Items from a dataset
*-*-*
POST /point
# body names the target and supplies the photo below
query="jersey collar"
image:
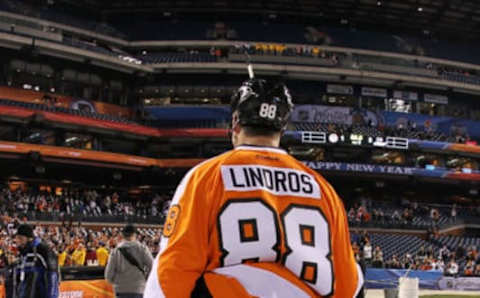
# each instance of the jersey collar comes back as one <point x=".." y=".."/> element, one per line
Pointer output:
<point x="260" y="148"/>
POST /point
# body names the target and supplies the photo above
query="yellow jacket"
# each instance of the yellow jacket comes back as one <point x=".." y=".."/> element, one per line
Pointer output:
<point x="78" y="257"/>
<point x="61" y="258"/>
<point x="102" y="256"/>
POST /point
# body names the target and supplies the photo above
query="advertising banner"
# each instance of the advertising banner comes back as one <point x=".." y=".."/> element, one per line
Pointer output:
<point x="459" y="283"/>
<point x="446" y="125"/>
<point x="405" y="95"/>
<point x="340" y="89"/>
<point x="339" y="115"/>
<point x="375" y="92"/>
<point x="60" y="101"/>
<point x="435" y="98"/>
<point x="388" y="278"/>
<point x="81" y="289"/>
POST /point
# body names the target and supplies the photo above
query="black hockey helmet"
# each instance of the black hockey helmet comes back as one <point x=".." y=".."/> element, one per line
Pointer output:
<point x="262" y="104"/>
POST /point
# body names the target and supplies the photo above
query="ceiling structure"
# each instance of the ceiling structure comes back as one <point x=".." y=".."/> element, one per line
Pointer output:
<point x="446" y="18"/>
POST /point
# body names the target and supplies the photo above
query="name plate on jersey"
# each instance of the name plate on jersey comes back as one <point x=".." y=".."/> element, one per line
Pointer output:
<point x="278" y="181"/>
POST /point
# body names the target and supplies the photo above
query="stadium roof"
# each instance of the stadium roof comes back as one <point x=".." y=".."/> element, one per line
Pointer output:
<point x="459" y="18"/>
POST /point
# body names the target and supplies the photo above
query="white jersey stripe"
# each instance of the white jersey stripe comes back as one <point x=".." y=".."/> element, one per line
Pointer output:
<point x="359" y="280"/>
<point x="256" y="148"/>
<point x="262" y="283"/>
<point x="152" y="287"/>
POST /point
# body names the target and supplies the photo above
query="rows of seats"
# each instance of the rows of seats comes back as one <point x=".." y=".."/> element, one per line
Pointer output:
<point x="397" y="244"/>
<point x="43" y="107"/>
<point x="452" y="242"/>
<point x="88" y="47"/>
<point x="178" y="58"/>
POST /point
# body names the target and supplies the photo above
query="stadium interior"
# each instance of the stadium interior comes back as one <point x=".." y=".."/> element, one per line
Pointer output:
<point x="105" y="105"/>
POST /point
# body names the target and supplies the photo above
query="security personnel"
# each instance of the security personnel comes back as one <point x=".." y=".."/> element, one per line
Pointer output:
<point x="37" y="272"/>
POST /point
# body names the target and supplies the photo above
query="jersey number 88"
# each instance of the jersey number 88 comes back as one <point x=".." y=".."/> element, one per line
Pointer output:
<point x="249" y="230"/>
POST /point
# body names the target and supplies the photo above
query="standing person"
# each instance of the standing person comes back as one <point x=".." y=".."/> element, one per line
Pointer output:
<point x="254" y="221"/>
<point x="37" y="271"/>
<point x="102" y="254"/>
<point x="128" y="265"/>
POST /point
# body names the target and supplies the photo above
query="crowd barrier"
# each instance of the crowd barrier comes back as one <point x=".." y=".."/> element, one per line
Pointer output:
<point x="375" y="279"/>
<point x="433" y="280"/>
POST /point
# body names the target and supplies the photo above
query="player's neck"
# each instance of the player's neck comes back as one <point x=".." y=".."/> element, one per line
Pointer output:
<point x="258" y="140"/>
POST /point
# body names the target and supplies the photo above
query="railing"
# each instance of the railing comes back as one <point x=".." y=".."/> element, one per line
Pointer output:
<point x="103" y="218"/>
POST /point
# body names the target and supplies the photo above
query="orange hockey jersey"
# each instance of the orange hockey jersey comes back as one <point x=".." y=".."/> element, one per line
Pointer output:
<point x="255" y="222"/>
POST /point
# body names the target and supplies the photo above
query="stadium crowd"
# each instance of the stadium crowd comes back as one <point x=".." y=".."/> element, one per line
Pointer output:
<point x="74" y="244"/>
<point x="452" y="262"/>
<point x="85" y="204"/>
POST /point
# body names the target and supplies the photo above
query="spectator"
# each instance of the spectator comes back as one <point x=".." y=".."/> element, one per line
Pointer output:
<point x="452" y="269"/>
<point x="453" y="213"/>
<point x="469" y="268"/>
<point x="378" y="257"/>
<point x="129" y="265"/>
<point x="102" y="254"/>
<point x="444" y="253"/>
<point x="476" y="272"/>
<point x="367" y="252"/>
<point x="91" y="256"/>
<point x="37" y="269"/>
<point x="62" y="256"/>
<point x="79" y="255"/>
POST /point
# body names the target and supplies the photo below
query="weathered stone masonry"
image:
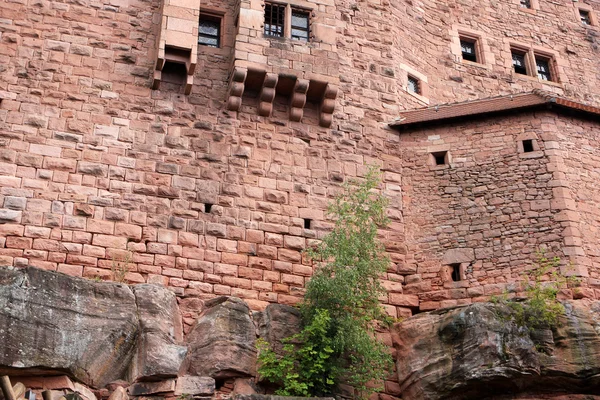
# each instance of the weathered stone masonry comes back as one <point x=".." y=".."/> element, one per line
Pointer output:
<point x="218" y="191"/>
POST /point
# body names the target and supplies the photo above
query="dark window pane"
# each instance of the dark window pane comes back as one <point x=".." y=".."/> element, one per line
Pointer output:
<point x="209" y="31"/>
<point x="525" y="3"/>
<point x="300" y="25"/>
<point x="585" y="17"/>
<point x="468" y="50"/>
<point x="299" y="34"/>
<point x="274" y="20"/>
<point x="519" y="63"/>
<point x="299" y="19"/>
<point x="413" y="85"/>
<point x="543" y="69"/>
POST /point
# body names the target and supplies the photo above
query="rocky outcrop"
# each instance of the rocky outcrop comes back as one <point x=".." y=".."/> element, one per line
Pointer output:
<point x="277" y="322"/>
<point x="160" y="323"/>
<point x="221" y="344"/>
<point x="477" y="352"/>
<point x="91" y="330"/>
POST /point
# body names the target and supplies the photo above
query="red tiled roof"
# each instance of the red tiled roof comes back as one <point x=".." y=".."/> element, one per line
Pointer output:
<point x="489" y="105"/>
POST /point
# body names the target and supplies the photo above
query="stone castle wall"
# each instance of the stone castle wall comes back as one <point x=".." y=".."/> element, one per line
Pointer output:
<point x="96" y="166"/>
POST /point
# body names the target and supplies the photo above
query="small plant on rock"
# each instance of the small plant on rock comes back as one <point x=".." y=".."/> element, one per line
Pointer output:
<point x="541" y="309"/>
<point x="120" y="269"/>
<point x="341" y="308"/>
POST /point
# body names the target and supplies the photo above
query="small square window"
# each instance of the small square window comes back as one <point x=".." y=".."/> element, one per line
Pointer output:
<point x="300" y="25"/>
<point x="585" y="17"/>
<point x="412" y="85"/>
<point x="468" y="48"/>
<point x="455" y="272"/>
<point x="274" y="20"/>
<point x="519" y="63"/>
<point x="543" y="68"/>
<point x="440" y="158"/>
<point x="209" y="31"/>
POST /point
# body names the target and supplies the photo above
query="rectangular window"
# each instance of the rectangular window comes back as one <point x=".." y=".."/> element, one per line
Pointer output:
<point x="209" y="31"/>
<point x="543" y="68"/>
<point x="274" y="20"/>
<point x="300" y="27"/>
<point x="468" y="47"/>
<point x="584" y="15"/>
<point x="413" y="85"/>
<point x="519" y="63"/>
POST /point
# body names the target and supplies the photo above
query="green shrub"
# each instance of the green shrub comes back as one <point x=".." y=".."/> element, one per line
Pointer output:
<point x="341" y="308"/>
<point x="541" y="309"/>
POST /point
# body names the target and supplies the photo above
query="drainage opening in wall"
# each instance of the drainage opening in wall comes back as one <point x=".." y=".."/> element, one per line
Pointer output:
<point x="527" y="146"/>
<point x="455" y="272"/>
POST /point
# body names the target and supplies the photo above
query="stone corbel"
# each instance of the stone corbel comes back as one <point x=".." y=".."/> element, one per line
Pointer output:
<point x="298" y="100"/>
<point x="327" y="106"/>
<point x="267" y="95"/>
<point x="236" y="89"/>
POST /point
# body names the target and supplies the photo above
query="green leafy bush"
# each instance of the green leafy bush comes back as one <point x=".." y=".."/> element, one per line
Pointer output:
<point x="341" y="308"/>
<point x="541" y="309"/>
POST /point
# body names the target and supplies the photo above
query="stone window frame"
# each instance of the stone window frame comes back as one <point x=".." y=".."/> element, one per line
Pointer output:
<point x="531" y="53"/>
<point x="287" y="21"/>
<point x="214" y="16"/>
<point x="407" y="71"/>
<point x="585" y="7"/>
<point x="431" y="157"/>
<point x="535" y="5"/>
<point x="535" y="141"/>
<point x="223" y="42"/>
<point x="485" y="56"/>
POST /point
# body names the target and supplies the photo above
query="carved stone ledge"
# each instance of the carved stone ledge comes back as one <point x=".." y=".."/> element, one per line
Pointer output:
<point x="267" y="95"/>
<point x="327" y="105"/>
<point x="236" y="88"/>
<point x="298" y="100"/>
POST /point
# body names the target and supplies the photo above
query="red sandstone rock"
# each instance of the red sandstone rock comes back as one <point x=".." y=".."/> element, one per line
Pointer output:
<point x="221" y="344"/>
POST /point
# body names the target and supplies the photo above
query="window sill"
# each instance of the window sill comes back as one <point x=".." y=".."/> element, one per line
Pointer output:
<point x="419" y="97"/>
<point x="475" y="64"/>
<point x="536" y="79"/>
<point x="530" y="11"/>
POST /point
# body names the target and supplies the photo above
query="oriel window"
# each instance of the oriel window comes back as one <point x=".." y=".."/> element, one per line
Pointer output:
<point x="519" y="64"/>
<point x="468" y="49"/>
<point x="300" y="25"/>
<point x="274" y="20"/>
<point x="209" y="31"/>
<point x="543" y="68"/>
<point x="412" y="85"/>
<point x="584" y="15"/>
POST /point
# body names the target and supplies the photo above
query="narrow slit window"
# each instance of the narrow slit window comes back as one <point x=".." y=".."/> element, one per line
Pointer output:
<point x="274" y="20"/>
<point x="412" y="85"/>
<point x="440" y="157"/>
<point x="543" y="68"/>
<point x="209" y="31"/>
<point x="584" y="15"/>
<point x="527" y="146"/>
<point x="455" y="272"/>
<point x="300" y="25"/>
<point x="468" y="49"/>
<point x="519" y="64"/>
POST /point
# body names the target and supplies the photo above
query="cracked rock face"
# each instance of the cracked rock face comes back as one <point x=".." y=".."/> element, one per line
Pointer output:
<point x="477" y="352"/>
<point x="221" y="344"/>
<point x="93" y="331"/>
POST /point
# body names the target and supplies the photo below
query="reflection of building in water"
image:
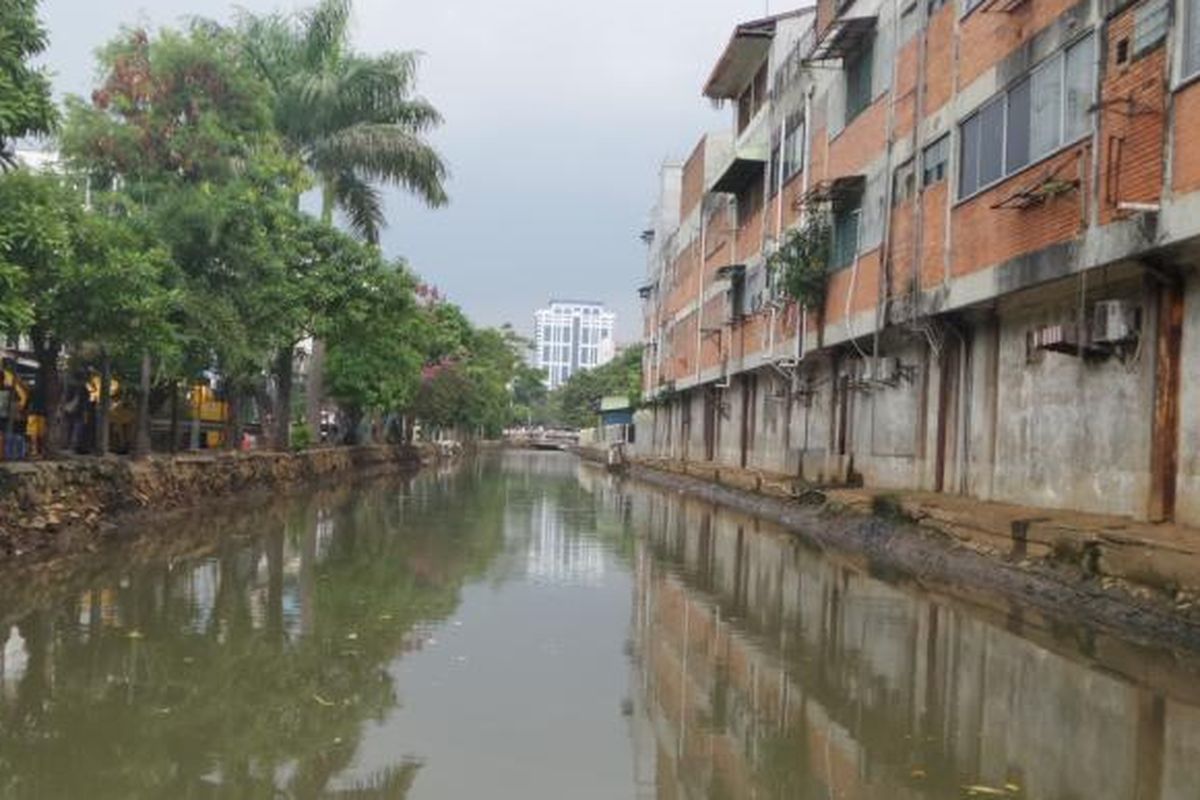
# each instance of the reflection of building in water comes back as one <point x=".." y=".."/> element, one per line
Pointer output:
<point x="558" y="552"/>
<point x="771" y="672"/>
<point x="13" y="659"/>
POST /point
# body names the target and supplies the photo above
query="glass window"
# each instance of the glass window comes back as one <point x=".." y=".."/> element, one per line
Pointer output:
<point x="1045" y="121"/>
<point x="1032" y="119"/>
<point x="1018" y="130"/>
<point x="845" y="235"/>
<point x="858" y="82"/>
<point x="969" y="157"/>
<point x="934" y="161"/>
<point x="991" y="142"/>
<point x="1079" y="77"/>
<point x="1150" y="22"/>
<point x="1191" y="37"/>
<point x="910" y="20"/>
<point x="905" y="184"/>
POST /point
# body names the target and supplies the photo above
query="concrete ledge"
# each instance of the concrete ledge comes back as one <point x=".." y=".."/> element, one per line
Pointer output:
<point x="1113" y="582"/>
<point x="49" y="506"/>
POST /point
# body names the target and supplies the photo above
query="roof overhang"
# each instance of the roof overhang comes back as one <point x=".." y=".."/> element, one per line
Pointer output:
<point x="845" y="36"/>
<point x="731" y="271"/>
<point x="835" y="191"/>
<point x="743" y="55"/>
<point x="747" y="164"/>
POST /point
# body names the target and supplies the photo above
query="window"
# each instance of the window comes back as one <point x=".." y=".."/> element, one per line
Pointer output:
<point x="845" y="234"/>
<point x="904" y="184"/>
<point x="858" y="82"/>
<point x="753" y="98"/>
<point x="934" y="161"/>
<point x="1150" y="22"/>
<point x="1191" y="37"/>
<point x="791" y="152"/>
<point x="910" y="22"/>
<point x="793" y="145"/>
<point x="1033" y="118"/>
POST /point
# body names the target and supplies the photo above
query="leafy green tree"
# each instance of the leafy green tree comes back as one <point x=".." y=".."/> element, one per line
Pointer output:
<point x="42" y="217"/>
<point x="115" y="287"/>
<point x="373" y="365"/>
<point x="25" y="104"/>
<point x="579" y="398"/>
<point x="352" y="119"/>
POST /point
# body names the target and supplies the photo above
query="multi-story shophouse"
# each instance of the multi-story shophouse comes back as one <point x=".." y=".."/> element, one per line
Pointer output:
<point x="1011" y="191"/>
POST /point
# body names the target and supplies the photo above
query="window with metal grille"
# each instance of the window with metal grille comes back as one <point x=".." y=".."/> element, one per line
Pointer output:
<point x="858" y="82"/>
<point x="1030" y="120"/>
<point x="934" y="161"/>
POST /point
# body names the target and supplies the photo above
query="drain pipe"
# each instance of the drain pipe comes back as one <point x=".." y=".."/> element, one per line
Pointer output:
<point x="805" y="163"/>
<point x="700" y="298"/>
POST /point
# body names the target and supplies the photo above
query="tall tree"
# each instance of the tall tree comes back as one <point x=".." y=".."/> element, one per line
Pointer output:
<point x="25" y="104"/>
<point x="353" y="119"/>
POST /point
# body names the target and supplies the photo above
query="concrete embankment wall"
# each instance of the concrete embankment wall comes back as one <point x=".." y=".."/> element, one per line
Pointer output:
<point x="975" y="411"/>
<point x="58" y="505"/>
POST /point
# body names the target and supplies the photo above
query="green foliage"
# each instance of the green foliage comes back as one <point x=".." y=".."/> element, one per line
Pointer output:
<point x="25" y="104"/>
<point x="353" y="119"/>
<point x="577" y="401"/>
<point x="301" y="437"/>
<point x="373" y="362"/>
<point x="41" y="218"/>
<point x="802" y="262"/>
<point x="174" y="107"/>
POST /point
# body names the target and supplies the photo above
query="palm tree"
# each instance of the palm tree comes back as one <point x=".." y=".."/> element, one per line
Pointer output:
*-*-*
Report every line of the material that contains the word "yellow", matching case exactly.

SOLUTION FOR THIS TASK:
query="yellow jacket"
# each instance of the yellow jacket comes back as one <point x=".." y=".."/> element, one per line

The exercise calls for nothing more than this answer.